:: GOAL OF THE EXERCISE ::
Repeat every record below exactly, leaving out the pictures.

:: DATA SHOWN ::
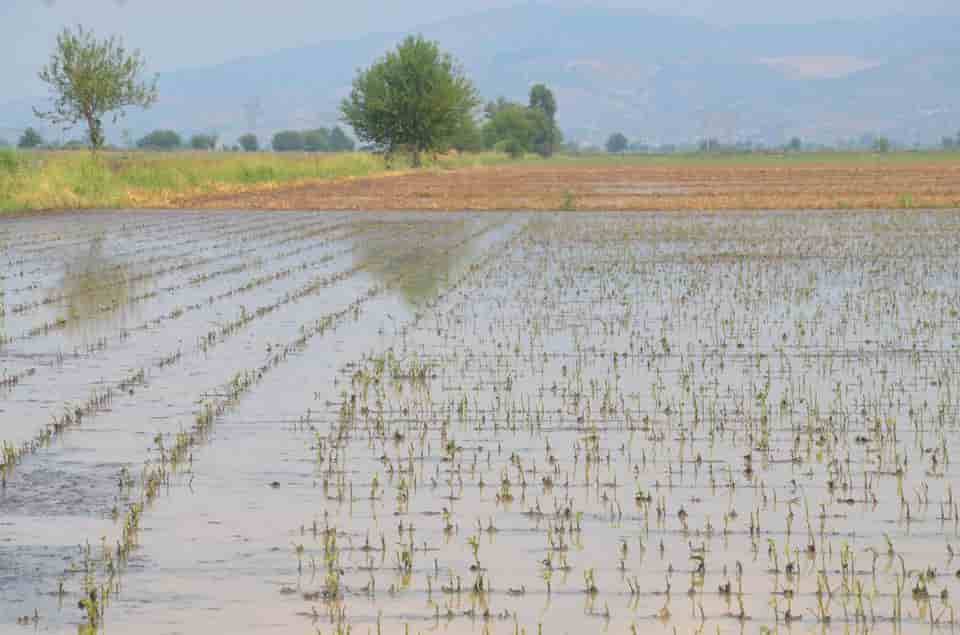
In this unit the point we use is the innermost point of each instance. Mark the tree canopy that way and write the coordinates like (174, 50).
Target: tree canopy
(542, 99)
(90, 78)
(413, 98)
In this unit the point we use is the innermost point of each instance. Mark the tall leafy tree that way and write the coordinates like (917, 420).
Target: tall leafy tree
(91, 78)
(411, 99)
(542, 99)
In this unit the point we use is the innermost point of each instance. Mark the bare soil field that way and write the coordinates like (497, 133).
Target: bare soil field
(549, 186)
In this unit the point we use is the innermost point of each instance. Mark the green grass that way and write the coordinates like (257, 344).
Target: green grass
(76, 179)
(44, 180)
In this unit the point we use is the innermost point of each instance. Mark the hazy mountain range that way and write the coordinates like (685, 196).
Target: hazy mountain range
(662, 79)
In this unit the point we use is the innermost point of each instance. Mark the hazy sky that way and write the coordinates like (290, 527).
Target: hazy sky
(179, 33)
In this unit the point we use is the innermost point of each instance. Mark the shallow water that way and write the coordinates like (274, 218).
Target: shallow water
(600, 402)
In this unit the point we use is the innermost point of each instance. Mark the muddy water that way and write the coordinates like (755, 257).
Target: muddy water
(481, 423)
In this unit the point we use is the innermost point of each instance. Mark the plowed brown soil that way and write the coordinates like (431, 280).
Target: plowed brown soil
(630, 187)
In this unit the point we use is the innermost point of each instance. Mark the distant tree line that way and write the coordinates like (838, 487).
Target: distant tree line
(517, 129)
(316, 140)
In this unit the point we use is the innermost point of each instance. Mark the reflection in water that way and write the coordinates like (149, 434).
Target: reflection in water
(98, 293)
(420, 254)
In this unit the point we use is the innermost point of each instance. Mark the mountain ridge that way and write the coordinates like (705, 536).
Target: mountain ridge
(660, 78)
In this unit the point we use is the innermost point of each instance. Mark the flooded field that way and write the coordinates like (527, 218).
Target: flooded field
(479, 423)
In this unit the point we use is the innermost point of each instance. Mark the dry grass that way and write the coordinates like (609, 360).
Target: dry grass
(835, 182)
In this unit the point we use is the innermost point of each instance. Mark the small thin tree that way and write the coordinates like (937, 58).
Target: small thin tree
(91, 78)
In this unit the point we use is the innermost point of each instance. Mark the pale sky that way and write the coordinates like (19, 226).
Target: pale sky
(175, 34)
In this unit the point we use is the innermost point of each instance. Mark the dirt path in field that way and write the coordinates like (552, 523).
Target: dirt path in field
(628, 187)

:: FINAL RESULT ::
In this unit the point we use is the innermost point of each instance. Mark the tree canopy that way and write the coordinates like (174, 50).
Target: tree canopy
(542, 99)
(90, 78)
(413, 98)
In this unit the point we use is the innermost point of each instance. Mark the tall leafy tree that way and write the coordinates like (917, 420).
Target: tall leafy tree
(91, 78)
(411, 99)
(542, 99)
In this unit the point we use is the innermost point of each instance. Mark the bare soil field that way and write the coordinates like (497, 133).
Target: bare soil field
(549, 186)
In this unit the point we use is the innermost point of each instance. Mark the green grass that way and write the coordinates like (257, 344).
Target: green grass
(76, 179)
(44, 180)
In this unit the point we use is the innermost point of each instance. Mark the hazy mountain range that way and write the coordinates like (685, 196).
Target: hazy mountain range
(662, 79)
In this unit the point we use is the innermost point of each instance. Mark the hazy sky that way and write the coordinates like (290, 527).
Target: hazy sky
(179, 33)
In this unit the point we use is the innermost point of each instance. Mark the shallow water that way and write the coordinates like (274, 218).
Target: shallow water
(600, 402)
In this unit the point we use is the innermost point of each instance. Mark the muddy water that way and write the coordinates like (755, 257).
Target: muddy water
(481, 423)
In this unit the point we use is the innermost point of each instance. Mark the plowed brown soil that way and write the coordinates like (431, 280).
Target: plowed brown soil
(630, 187)
In this unit the point we use is the innermost point of each instance. Mark the distant tree line that way and write the coordinates like (838, 487).
Target: distant tree line
(517, 129)
(316, 140)
In this unit the point we use is the innermost point of each instance. Mark the reflection in water that way and write the coordinates like (149, 434).
Target: reflection in water
(98, 293)
(420, 254)
In this unit the point we use is the innermost point of each instance. Mark the mountain ridge that way and write the coordinates like (705, 536).
Target: mountain ridge
(660, 78)
In this unit the point we use is the innermost point of each instance. Mark the flooded field that way and write the coordinates like (527, 218).
Target: flooded field
(479, 423)
In this unit the point we use is the innermost point of each instance. Mark the dry grass that way and write the coordinates like (609, 360).
Target: dry grass
(835, 182)
In this unit the point we use is the innermost point of each instance. Mark the small thin tree that way and write the coordinates like (937, 58).
Target: small thin tree
(91, 78)
In this unit the point we use is the innermost point of each instance. Mark the pale sky that way and write the coordinates like (19, 226).
Target: pale sky
(175, 34)
In this unit the point we use is the innermost point of each instance. Mark the dirt path in field that way and write the coordinates like (552, 523).
Target: dirt path in field
(628, 187)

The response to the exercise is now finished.